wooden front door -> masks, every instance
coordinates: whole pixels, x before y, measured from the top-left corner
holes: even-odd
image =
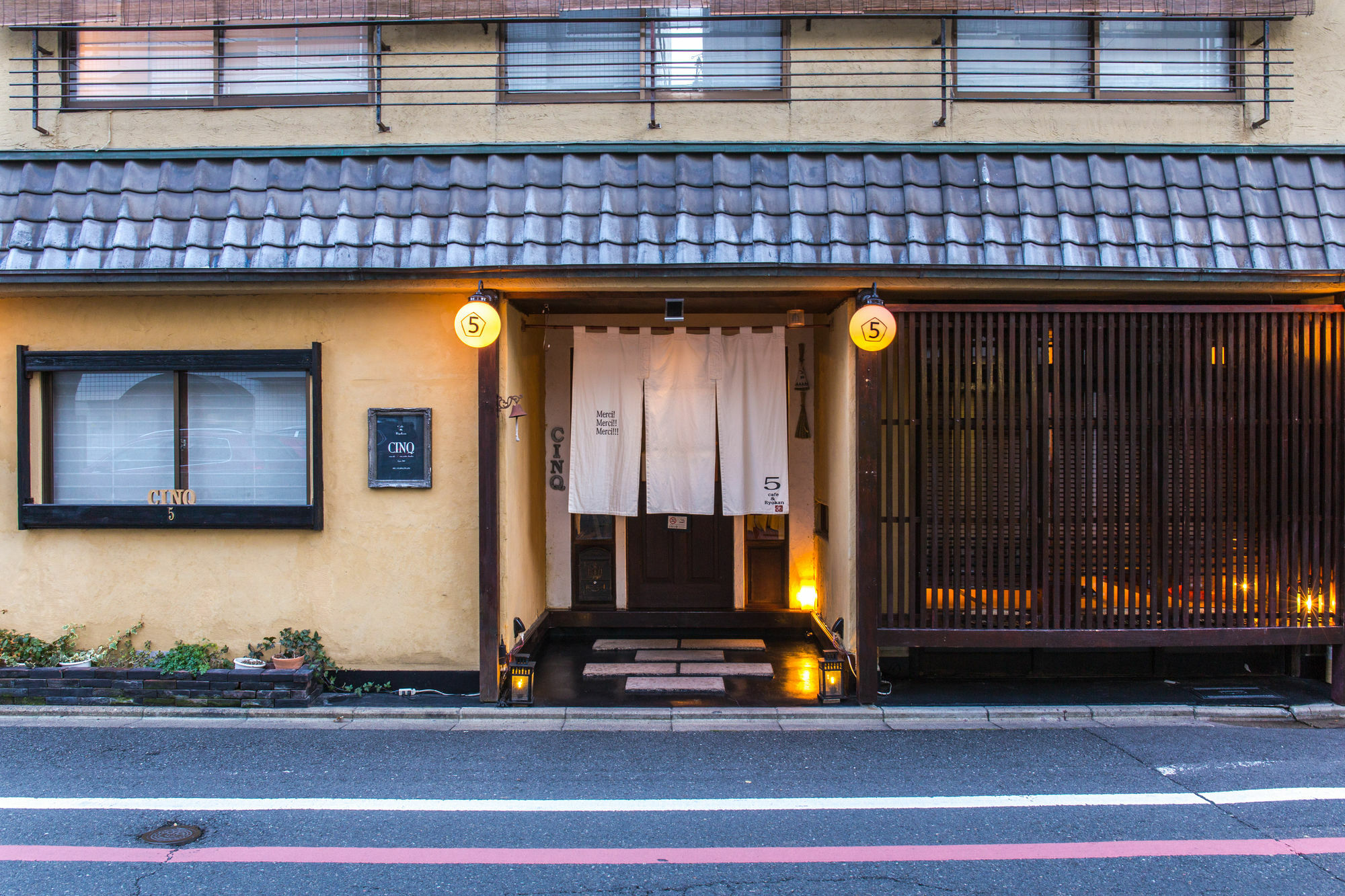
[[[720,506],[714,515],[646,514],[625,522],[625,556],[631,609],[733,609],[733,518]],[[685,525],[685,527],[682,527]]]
-----
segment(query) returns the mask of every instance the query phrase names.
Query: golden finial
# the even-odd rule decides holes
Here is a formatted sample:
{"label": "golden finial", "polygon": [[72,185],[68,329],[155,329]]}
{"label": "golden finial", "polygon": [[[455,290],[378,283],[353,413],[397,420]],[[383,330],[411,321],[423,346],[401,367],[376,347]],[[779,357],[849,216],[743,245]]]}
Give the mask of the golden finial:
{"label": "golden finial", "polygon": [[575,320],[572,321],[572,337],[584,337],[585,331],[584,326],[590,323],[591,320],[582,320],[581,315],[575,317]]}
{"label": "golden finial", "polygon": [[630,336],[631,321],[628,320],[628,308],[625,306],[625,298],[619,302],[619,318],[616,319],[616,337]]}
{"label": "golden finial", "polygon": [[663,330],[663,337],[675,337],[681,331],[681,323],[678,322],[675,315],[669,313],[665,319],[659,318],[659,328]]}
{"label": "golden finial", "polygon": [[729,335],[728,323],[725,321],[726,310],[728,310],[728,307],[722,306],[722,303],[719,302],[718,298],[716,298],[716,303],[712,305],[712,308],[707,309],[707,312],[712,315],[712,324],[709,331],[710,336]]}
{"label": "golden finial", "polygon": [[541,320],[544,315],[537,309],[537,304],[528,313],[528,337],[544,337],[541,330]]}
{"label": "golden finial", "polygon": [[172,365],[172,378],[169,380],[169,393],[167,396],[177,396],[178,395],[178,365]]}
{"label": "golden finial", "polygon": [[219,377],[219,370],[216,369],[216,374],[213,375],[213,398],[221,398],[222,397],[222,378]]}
-----
▶ **Goal of the exercise**
Report each line in the records that contains the word "holes", matching case exactly.

▶ **Answer**
holes: even-odd
# the even-odd rule decides holes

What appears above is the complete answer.